页面正文:
──────────────────────────────

这里要注意由于多层感知机最后一层输出是softmax, 而之前的隐层都是它前一层与权重乘积加上偏置被激活得来的(详细看前言中的那个计算每层单元值的方法), 所以我们要定义两种层:softmax层和HiddenLayer层

`softmax`层

直接复制粘贴前面一篇博客的定义方法就行啦

#定义最后一层softmax
class LogisticRegression(object):
    def __init__(self,input,n_in,n_out):
        #共享权重
        self.W=theano.shared(value=np.zeros((n_in,n_out),dtype=theano.config.floatX),
                            name='W',
                            borrow=True)
        #共享偏置
        self.b=theano.shared(value=np.zeros((n_out,),dtype=theano.config.floatX),
                            name='b',
                            borrow=True)
        #softmax函数
        self.p_y_given_x=T.nnet.softmax(T.dot(input,self.W)+self.b)
        #预测值
        self.y_pred=T.argmax(self.p_y_given_x,axis=1)
        self.params=[self.W,self.b]#模型参数
        self.input=input#模型输入

    #定义负对数似然
    def negative_log_likelihood(self,y):
        return -T.mean(T.log(self.p_y_given_x)[T.arange(y.shape[0]),y])

──────────────────────────────

边界标注条目:
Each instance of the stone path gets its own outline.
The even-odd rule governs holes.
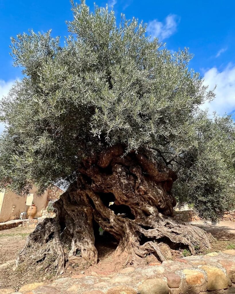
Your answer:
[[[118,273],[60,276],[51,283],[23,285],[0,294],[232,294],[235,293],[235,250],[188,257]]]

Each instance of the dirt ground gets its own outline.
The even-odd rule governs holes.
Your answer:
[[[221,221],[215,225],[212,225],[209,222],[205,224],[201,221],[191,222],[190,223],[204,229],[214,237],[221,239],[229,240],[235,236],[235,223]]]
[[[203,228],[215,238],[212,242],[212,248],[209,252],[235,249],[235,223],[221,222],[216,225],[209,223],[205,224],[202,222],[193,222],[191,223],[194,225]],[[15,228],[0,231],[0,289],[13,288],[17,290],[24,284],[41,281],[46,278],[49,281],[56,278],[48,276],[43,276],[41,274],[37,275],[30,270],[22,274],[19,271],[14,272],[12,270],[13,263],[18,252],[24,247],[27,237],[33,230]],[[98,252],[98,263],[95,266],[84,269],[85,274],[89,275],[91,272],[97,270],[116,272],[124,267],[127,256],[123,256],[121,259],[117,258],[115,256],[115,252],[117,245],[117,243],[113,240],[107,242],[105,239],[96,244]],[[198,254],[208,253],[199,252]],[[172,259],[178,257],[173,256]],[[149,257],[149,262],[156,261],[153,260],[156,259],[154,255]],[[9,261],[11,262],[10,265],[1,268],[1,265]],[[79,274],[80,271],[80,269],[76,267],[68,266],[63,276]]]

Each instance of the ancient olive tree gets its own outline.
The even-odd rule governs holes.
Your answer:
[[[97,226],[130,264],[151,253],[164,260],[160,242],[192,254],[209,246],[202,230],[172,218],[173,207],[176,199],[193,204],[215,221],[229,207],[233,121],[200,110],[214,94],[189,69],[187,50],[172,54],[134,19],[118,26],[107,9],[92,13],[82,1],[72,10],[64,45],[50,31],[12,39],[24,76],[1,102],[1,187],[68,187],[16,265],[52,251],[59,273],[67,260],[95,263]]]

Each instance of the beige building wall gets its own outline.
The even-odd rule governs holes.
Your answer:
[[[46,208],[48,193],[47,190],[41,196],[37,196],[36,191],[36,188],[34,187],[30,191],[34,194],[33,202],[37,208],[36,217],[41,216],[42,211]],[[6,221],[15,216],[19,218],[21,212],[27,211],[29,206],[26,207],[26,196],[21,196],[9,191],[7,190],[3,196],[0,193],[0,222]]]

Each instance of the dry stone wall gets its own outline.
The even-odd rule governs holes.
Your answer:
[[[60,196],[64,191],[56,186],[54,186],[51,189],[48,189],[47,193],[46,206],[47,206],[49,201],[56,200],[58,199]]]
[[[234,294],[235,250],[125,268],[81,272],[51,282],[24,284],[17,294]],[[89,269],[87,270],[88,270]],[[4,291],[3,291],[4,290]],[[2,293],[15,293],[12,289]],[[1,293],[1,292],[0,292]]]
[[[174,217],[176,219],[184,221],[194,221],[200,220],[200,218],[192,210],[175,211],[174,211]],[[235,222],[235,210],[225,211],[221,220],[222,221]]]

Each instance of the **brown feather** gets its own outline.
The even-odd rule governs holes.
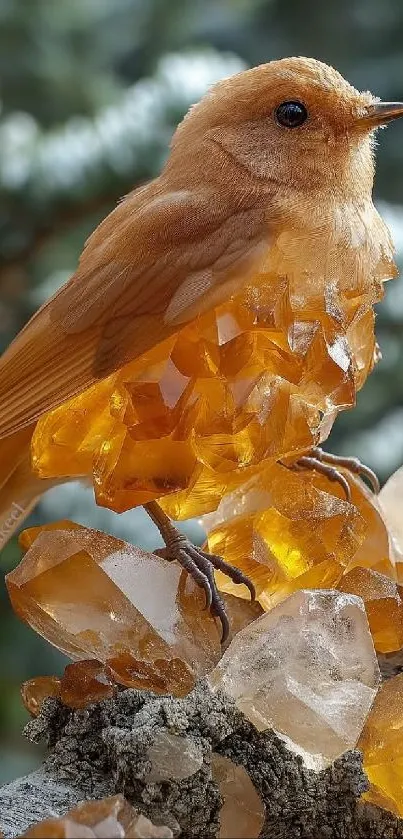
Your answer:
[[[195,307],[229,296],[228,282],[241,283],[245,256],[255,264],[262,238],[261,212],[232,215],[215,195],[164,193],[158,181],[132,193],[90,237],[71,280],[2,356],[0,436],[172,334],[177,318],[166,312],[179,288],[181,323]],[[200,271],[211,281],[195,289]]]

──────────────────────────────

任务要求:
[1] 根据正文回答下列问题：
(a) 文中说需要定义哪两种层？
(b) 定义最后一层softmax时使用的类名是什么？
(c) 文中说softmax层的定义方法可以怎样得到？
[2] 请把正文中从“#定义最后一层softmax”起、一直到“self.p_y_given_x=T.nnet.softmax(T.dot(input,self.W)+self.b)”为止的全部文字原样照录下来。
作答时只依据正文。

任务解答:
[1]
(a) softmax层和HiddenLayer层。
(b) LogisticRegression。
(c) 直接复制粘贴前面一篇博客的定义方法。

[2]
#定义最后一层softmax
class LogisticRegression(object):
    def __init__(self,input,n_in,n_out):
        #共享权重
        self.W=theano.shared(value=np.zeros((n_in,n_out),dtype=theano.config.floatX),
                            name='W',
                            borrow=True)
        #共享偏置
        self.b=theano.shared(value=np.zeros((n_out,),dtype=theano.config.floatX),
                            name='b',
                            borrow=True)
        #softmax函数
        self.p_y_given_x=T.nnet.softmax(T.dot(input,self.W)+self.b)